TEXTAUSZUG →

• • • • •

Dass der BF in den Jahren 2012 bis 2014 temporär in Österreich aufhältig war ergibt sich aus dem Akt der belangten Behörde sowie aus dessen Angaben in der Verhandlung vor dem BVwG.

Die Angaben zu den vom BF gestellten Anträgen auf diverse Aufenthaltstitel im Bundesgebiet und deren Bewilligung bzw. Abweisung gründen in der vom Gericht eingeholten Abfrage aus dem Informationssystem Zentrales Fremdenregister sowie dem Verfahrensakt.

Dass der BF eine Aufenthaltsehe mit einer slowakischen Staatsbürgerin eingegangen ist, hierfür strafrechtlich verurteilt wurde und die Scheinehe folglich für nichtig erklärt wurde ergibt sich aus dem Verfahrensakt sowie dem im Verfahrensakt einliegenden Urteil des erkennenden Bezirksgerichtes (AS XXXX ).

Die Einleitung eines Verfahrens zur Erlassung einer aufenthaltsbeendenden Maßnahme am XXXX 01.2017, die Verständigung der NAG-Behörde vom erhobenen Sachverhalt vom selben Tag (AS 61) und die Verlängerung des Aufenthaltstitels „Student“ für den Zeitraum XXXX 01.2017 bis XXXX 01.2018 ergibt sich aus der im Akt der belangten Behörde dokumentierten Einräumung von Parteiengehör (AS XXXX ) und der vom BF vorgelegten Unterlage (AS XXXX ), die mit den diesbezüglichen im Informationssystem Zentrales Fremdenregister enthalten Daten korreliert.

Die Feststellungen zur Nichtablegung von Prüfungen an der Universität gründen auf den Angaben des BF in der mündlichen Verhandlung, jene zur Ablegung einer Sprachprüfung auf Niveau A 1 auf der vom BF am XXXX 10.2020 vorgelegten Bescheinigung (OZ XXXX ).

• • • • •

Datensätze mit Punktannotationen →
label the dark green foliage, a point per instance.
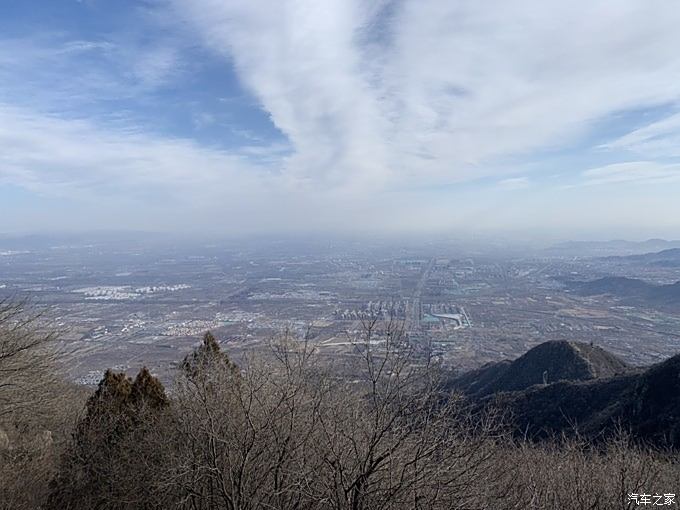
(548, 362)
(105, 464)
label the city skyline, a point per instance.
(342, 116)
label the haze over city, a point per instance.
(540, 118)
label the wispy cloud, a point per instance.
(660, 139)
(447, 88)
(514, 183)
(641, 172)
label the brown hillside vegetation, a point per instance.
(284, 430)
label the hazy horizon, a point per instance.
(539, 120)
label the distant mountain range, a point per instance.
(664, 258)
(559, 387)
(630, 290)
(548, 362)
(610, 248)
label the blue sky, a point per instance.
(235, 116)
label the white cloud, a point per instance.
(514, 183)
(641, 172)
(660, 139)
(53, 155)
(447, 88)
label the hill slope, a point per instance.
(596, 395)
(630, 289)
(548, 362)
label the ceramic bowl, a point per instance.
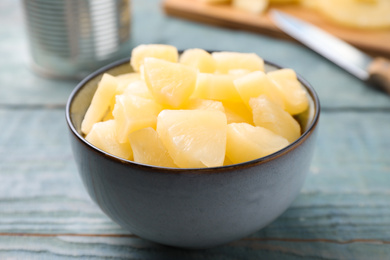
(190, 208)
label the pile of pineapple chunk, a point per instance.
(365, 14)
(194, 110)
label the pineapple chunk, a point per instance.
(100, 102)
(204, 104)
(226, 61)
(170, 83)
(138, 88)
(132, 113)
(199, 59)
(103, 136)
(237, 112)
(217, 87)
(246, 142)
(271, 116)
(160, 51)
(148, 148)
(194, 138)
(255, 84)
(293, 94)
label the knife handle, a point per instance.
(379, 71)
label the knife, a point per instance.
(371, 70)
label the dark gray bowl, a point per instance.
(190, 208)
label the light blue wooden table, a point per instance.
(342, 212)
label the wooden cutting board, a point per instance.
(374, 42)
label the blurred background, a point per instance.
(343, 210)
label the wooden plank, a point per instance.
(345, 199)
(20, 86)
(372, 41)
(104, 247)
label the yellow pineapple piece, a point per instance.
(138, 88)
(237, 112)
(125, 79)
(239, 72)
(226, 61)
(204, 104)
(100, 102)
(227, 161)
(251, 6)
(199, 59)
(255, 84)
(103, 136)
(357, 13)
(132, 113)
(194, 138)
(271, 116)
(148, 148)
(246, 142)
(217, 87)
(170, 83)
(293, 94)
(160, 51)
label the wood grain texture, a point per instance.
(342, 212)
(372, 41)
(379, 71)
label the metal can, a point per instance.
(72, 38)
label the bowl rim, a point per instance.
(309, 131)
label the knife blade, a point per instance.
(372, 70)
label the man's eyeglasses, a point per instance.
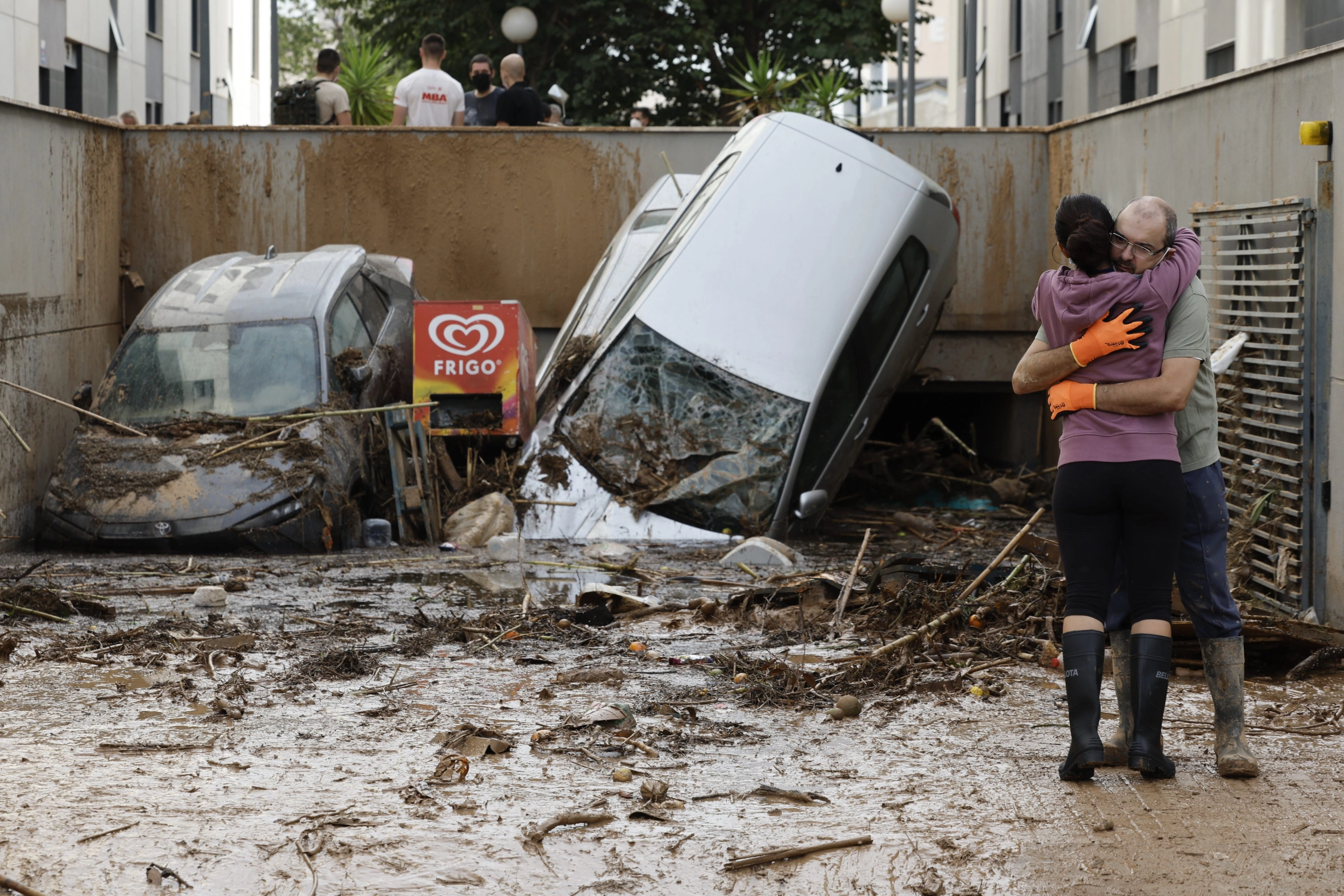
(1120, 242)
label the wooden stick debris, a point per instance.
(37, 613)
(538, 832)
(241, 445)
(85, 840)
(314, 416)
(761, 859)
(849, 585)
(953, 436)
(77, 410)
(19, 888)
(951, 614)
(15, 433)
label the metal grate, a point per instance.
(1256, 272)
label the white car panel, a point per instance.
(765, 287)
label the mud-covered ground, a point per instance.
(324, 788)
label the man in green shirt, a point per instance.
(1185, 386)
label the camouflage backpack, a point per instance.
(296, 104)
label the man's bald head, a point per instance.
(1148, 226)
(513, 68)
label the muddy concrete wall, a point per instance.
(484, 214)
(1233, 140)
(60, 308)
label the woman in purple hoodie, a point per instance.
(1120, 481)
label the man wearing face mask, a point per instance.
(482, 103)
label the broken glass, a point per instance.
(667, 431)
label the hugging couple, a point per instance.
(1139, 496)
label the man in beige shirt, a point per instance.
(332, 100)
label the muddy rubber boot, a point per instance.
(1084, 656)
(1225, 669)
(1151, 671)
(1117, 747)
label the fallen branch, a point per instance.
(170, 872)
(1002, 661)
(77, 410)
(15, 433)
(761, 859)
(796, 796)
(1314, 661)
(951, 614)
(234, 448)
(538, 832)
(19, 888)
(314, 416)
(37, 613)
(849, 585)
(85, 840)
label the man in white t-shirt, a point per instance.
(429, 97)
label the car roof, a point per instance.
(238, 288)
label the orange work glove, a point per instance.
(1107, 336)
(1069, 396)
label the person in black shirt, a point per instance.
(518, 107)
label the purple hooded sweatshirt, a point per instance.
(1068, 303)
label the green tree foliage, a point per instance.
(609, 53)
(367, 73)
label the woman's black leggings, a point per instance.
(1101, 507)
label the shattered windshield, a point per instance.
(667, 431)
(238, 370)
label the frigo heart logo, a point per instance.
(464, 336)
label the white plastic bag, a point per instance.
(480, 520)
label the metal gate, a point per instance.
(1256, 271)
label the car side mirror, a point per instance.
(810, 503)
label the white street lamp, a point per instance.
(519, 26)
(896, 11)
(902, 13)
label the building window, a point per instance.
(1219, 62)
(1128, 81)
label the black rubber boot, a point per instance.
(1225, 668)
(1085, 652)
(1151, 669)
(1117, 746)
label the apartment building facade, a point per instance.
(1038, 62)
(105, 57)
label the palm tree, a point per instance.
(367, 73)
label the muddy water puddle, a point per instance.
(328, 789)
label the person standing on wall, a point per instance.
(1186, 386)
(519, 107)
(429, 97)
(483, 100)
(332, 100)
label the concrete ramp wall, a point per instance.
(60, 293)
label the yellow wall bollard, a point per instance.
(1315, 134)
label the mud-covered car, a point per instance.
(232, 339)
(733, 385)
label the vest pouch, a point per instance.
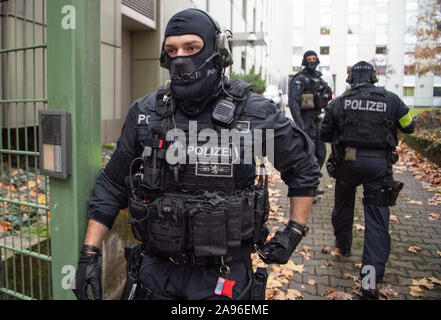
(234, 221)
(139, 219)
(152, 178)
(167, 226)
(248, 220)
(307, 101)
(210, 238)
(259, 215)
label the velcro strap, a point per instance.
(238, 88)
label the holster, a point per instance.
(258, 288)
(133, 289)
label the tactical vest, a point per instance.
(317, 96)
(366, 122)
(190, 210)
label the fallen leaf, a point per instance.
(434, 217)
(387, 292)
(435, 280)
(415, 202)
(423, 283)
(338, 295)
(326, 250)
(416, 291)
(292, 294)
(415, 249)
(306, 248)
(329, 263)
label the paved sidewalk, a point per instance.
(324, 273)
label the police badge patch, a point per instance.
(219, 170)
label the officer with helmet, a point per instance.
(362, 127)
(309, 94)
(198, 221)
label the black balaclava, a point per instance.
(193, 80)
(362, 73)
(310, 66)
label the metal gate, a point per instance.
(25, 265)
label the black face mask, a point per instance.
(195, 78)
(311, 66)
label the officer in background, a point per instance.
(362, 127)
(309, 94)
(198, 223)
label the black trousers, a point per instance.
(165, 280)
(369, 172)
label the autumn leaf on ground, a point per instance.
(292, 294)
(415, 249)
(5, 226)
(416, 291)
(306, 248)
(338, 295)
(423, 283)
(329, 263)
(387, 292)
(297, 268)
(419, 203)
(326, 250)
(435, 281)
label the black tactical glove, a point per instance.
(88, 273)
(280, 248)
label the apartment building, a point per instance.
(131, 39)
(379, 31)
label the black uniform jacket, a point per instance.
(294, 154)
(397, 111)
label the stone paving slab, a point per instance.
(412, 229)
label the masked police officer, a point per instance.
(198, 221)
(309, 94)
(362, 127)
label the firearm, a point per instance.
(132, 289)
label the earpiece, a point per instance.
(225, 59)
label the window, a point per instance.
(409, 70)
(297, 51)
(409, 91)
(325, 31)
(381, 50)
(324, 50)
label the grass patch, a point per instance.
(416, 111)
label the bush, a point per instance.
(259, 85)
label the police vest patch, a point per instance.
(366, 105)
(214, 170)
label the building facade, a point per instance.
(132, 36)
(344, 32)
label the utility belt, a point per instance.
(200, 229)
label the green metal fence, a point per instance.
(25, 265)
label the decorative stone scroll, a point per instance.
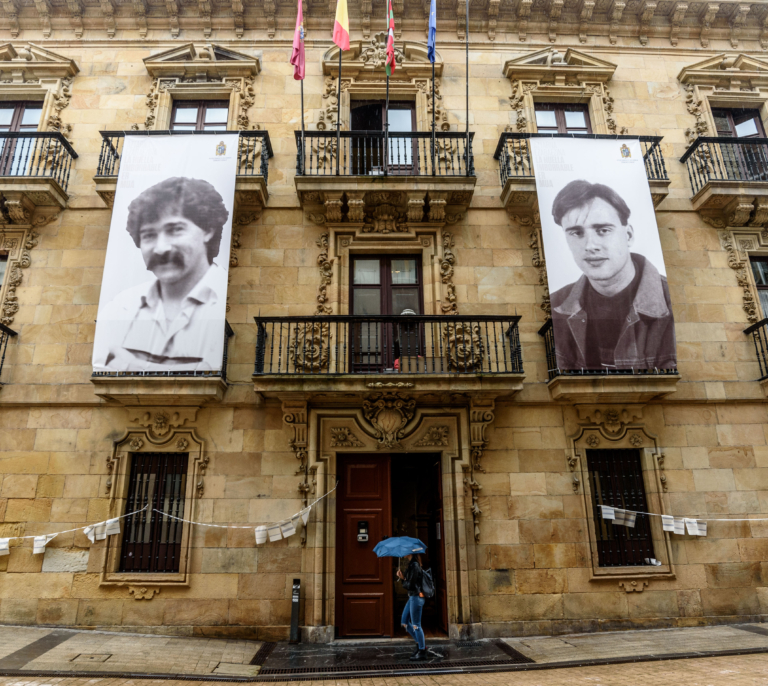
(388, 414)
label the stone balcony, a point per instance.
(729, 177)
(518, 180)
(344, 358)
(415, 176)
(35, 167)
(254, 151)
(584, 386)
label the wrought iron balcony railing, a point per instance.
(5, 335)
(759, 332)
(228, 333)
(36, 154)
(726, 159)
(515, 161)
(370, 153)
(547, 332)
(253, 153)
(407, 344)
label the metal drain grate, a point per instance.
(263, 653)
(517, 657)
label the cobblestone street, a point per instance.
(746, 670)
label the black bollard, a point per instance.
(295, 610)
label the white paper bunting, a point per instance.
(287, 529)
(608, 512)
(112, 527)
(40, 542)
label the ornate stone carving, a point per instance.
(342, 437)
(611, 420)
(160, 421)
(446, 276)
(15, 276)
(435, 436)
(748, 299)
(389, 384)
(474, 488)
(539, 263)
(662, 475)
(143, 592)
(388, 414)
(464, 344)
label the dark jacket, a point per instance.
(647, 338)
(413, 577)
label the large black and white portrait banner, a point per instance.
(163, 297)
(610, 300)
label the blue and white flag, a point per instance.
(432, 31)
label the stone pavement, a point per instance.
(745, 670)
(43, 651)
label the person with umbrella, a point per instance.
(410, 549)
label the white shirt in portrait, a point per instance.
(140, 337)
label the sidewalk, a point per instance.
(62, 652)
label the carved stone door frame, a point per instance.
(430, 430)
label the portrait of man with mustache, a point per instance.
(618, 315)
(169, 323)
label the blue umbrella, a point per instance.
(399, 546)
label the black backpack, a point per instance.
(427, 583)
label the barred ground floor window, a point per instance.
(616, 480)
(151, 538)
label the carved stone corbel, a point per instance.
(481, 414)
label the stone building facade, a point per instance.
(518, 542)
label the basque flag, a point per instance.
(341, 26)
(432, 31)
(391, 63)
(297, 57)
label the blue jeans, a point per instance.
(412, 619)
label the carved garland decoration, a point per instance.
(388, 414)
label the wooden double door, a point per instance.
(367, 598)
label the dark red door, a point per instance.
(363, 581)
(438, 546)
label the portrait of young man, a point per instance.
(618, 313)
(174, 321)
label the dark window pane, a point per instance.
(616, 480)
(152, 540)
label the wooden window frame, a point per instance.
(560, 108)
(595, 433)
(202, 107)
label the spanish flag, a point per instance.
(341, 26)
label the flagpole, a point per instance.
(433, 118)
(466, 34)
(303, 149)
(338, 117)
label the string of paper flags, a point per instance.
(675, 525)
(274, 532)
(94, 532)
(111, 527)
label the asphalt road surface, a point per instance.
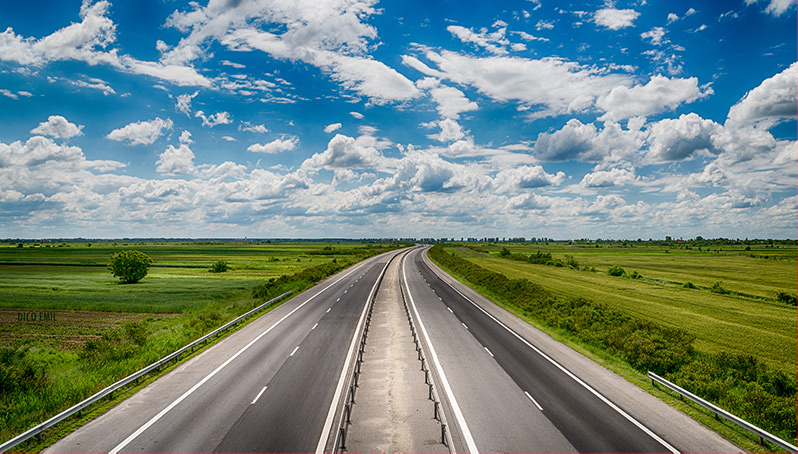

• • • • •

ARBEITSAUFTRAG →
Gib den Textauszug vollständig und wortgetreu wieder.

LÖSUNG →
Dass der BF in den Jahren 2012 bis 2014 temporär in Österreich aufhältig war ergibt sich aus dem Akt der belangten Behörde sowie aus dessen Angaben in der Verhandlung vor dem BVwG.

Die Angaben zu den vom BF gestellten Anträgen auf diverse Aufenthaltstitel im Bundesgebiet und deren Bewilligung bzw. Abweisung gründen in der vom Gericht eingeholten Abfrage aus dem Informationssystem Zentrales Fremdenregister sowie dem Verfahrensakt.

Dass der BF eine Aufenthaltsehe mit einer slowakischen Staatsbürgerin eingegangen ist, hierfür strafrechtlich verurteilt wurde und die Scheinehe folglich für nichtig erklärt wurde ergibt sich aus dem Verfahrensakt sowie dem im Verfahrensakt einliegenden Urteil des erkennenden Bezirksgerichtes (AS XXXX ).

Die Einleitung eines Verfahrens zur Erlassung einer aufenthaltsbeendenden Maßnahme am XXXX 01.2017, die Verständigung der NAG-Behörde vom erhobenen Sachverhalt vom selben Tag (AS 61) und die Verlängerung des Aufenthaltstitels „Student“ für den Zeitraum XXXX 01.2017 bis XXXX 01.2018 ergibt sich aus der im Akt der belangten Behörde dokumentierten Einräumung von Parteiengehör (AS XXXX ) und der vom BF vorgelegten Unterlage (AS XXXX ), die mit den diesbezüglichen im Informationssystem Zentrales Fremdenregister enthalten Daten korreliert.

Die Feststellungen zur Nichtablegung von Prüfungen an der Universität gründen auf den Angaben des BF in der mündlichen Verhandlung, jene zur Ablegung einer Sprachprüfung auf Niveau A 1 auf der vom BF am XXXX 10.2020 vorgelegten Bescheinigung (OZ XXXX ).